◆ Entries provided:
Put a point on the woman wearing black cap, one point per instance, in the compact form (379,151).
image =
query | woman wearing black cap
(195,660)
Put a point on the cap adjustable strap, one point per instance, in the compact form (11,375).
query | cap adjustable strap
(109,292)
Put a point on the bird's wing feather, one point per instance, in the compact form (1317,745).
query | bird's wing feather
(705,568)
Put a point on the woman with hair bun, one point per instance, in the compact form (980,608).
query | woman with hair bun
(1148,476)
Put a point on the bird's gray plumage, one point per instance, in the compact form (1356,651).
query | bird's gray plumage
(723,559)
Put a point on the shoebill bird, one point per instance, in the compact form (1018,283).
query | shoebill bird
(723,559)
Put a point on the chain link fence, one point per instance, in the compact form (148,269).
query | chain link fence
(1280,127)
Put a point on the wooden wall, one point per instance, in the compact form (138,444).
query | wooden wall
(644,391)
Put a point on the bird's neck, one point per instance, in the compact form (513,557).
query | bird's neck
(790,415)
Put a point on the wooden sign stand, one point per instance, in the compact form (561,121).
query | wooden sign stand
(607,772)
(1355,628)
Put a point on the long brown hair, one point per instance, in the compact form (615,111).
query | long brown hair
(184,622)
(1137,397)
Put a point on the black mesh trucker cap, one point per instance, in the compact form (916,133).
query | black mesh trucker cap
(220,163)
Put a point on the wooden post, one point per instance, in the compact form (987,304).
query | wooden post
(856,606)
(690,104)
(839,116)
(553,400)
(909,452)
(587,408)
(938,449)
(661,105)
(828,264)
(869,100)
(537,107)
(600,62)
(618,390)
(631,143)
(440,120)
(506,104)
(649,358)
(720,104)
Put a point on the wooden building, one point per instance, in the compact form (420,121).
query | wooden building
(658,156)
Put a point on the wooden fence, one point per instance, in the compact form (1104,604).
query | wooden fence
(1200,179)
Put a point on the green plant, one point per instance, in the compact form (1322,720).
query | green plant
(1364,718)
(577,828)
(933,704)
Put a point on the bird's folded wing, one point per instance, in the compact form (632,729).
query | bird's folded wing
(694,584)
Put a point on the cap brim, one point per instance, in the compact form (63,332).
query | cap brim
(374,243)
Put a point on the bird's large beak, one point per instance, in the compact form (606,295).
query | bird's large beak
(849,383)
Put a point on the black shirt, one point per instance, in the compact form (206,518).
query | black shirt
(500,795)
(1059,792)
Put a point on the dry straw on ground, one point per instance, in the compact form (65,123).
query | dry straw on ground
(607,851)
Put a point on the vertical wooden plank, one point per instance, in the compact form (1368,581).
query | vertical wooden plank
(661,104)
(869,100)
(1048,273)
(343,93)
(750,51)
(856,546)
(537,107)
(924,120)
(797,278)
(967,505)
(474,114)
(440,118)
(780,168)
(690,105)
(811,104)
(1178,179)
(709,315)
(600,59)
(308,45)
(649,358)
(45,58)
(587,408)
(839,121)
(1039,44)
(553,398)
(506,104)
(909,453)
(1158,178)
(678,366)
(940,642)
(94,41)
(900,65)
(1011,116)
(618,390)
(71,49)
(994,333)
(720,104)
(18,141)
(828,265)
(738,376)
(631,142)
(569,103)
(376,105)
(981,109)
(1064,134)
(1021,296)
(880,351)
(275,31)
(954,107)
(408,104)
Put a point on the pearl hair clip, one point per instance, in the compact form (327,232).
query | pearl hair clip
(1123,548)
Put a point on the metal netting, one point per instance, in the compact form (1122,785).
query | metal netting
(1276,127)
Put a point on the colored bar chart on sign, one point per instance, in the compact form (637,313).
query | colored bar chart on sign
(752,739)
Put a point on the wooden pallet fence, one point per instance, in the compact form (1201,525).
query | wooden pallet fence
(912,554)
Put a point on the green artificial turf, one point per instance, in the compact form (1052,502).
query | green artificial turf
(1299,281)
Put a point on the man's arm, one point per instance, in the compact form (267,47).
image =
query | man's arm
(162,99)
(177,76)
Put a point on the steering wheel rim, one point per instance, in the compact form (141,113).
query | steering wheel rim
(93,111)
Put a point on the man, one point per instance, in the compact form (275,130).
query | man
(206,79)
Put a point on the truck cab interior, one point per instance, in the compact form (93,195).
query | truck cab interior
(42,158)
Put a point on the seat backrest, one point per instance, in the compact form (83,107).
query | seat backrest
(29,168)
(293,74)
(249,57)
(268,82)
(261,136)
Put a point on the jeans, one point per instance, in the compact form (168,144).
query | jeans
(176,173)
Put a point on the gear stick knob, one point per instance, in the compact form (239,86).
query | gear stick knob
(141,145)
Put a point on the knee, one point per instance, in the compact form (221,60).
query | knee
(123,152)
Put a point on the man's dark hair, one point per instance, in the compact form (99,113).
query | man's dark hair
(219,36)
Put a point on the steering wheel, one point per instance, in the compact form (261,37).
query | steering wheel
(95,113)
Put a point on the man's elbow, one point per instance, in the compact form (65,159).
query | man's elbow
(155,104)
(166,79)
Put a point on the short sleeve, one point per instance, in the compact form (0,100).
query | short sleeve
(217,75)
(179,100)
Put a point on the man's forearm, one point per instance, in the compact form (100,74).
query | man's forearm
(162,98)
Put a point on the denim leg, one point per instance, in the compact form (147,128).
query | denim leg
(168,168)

◆ Exercise:
For this exercise, the records above must be returned exactly.

◆ Task result:
Put a point on the woman wearing black cap, one point per instance, in the compact form (379,151).
image =
query | woman wearing black cap
(195,660)
Put a point on the cap adjustable strap, one point per instance, in the compact form (11,375).
query | cap adjustable strap
(109,292)
Put a point on the bird's wing feather, one point per instance, in the compact form (1317,745).
query | bird's wing feather
(705,568)
Put a point on the woman with hair bun, one point per instance, in the compact form (980,608).
query | woman with hair bun
(1148,476)
Put a point on the bird's gray plumage, one point per instance, in the compact form (1356,651).
query | bird's gray plumage
(723,559)
Put a point on the shoebill bird, one point per instance, in the compact form (1018,283).
query | shoebill bird
(723,559)
Put a point on the chain link fence, one point per instance, in the compact form (148,269).
query | chain link fence
(1280,127)
Put a point on the wooden wall, one point per instance, in the compact form (138,444).
query | wooden wall
(644,391)
Put a point on the bird's neck, one point per instance, in the compact form (513,557).
query | bird's neck
(790,415)
Put a point on the wooden sign stand, one point per instance, in the compact form (561,121).
query | wooden sign stand
(607,772)
(1355,628)
Put a point on the long brown hair, one point per instance, in the compact form (615,111).
query | long brown hair
(184,622)
(1137,397)
Put a point on the black mesh trucker cap, one point per instance, in the compact form (916,133).
query | black mesh trucker cap
(220,163)
Put a point on the wooden post, one point per instance, in the compact form (987,304).
query | wooden post
(856,606)
(690,104)
(839,116)
(553,400)
(909,452)
(587,408)
(938,449)
(661,105)
(828,264)
(869,100)
(537,107)
(600,62)
(618,390)
(631,143)
(440,120)
(506,104)
(649,358)
(720,104)
Put a point on the wooden building, one point per instance, in the compact form (420,121).
query | wooden building
(658,156)
Put a point on the wooden fence, one point per instance, in the compact form (1104,604).
query | wooden fence
(1200,179)
Put a point on the green plant, one point per instance, in the compact form (1322,720).
query | green plant
(1364,718)
(577,828)
(933,704)
Put a point on the bird's folded wing, one point per instance, in the compact form (632,729).
query | bird's folded wing
(694,584)
Put a point on the cap brim, one point per instance, in the compact form (63,332).
query | cap brim
(374,243)
Put a point on the bird's large beak, one point per instance, in the compact form (606,295).
query | bird's large beak
(849,383)
Put a point on the black shirt, one point per instance, in the compact form (206,518).
query | black shirt
(500,795)
(1059,792)
Put a point on the dry straw on ground, one point per instance, in the compact form (65,123).
query | dry straw on ground
(607,851)
Put a point on the vertical wooden plank, one point per instance, in the compact form (1368,581).
query | vertical wooden plank
(661,104)
(869,100)
(1048,273)
(343,93)
(750,51)
(856,546)
(537,107)
(924,120)
(797,278)
(967,505)
(474,114)
(440,118)
(780,168)
(690,105)
(811,104)
(1178,179)
(709,315)
(600,59)
(308,45)
(649,358)
(45,58)
(587,408)
(839,121)
(1039,44)
(553,398)
(506,104)
(909,453)
(1158,178)
(678,366)
(940,642)
(94,41)
(900,65)
(1011,116)
(618,390)
(71,49)
(994,333)
(720,104)
(18,141)
(828,265)
(738,376)
(631,142)
(569,103)
(376,105)
(981,109)
(1064,134)
(1021,296)
(880,351)
(275,31)
(954,107)
(408,104)
Put a point on the pearl hair clip, one point per instance, in the compact form (327,232).
query | pearl hair clip
(1123,548)
Put a point on the metal netting, one point per instance, in the compact form (1122,785).
query | metal netting
(1276,127)
Put a point on the colored bar chart on sign, one point per instance, in the compact form (637,313).
query | colored bar chart on sign
(752,739)
Put a point on the wooden pallet fence, one point per instance, in the compact form (1201,525).
query | wooden pallet fence
(912,554)
Put a point on the green artificial turf, one point per instance, in the compact form (1052,502).
query | green artificial turf
(1299,281)
Put a point on the man's arm, one point per instance, in the compact form (267,47).
image =
query | man's arm
(162,99)
(177,76)
Put a point on the steering wheel rim, one point per instance, in the compact form (141,113).
query | steering wheel rim
(93,111)
Put a point on the man, one point per instance, in the compact form (275,130).
query | man
(206,79)
Put a point on the truck cab interior, one point per instance, in the compact form (93,195).
query | truck cab interior
(42,158)
Put a point on the seat backrest, one point per instance, in the compact form (83,107).
query | seat backrest
(29,168)
(293,74)
(249,57)
(268,82)
(261,136)
Put a point on the jeans, one point per instance, in the compact form (168,144).
query | jeans
(176,173)
Put a point on the gear stick knob, one point per instance, in the compact form (239,86).
query | gear stick knob
(141,145)
Put a point on the knee, one point per instance, in the compact form (221,60).
query | knee
(123,152)
Put a point on the man's dark hair, one point per instance, in the compact form (99,113).
query | man's dark hair
(219,36)
Put a point on the steering wheel, one point per instance, in the compact form (261,37).
query | steering wheel
(95,113)
Put a point on the man's elbow, one point per instance, in the compact form (65,159).
query | man's elbow
(155,104)
(166,79)
Put a point on the short sleeve, one point per instance, in the compact form (0,100).
query | short sleeve
(217,75)
(179,100)
Put a point on the man's forearm, one point per instance, in the compact form (100,74).
query | man's forearm
(162,98)
Put a point on the denim leg, one point per instance, in the compact form (147,128).
query | denim leg
(168,168)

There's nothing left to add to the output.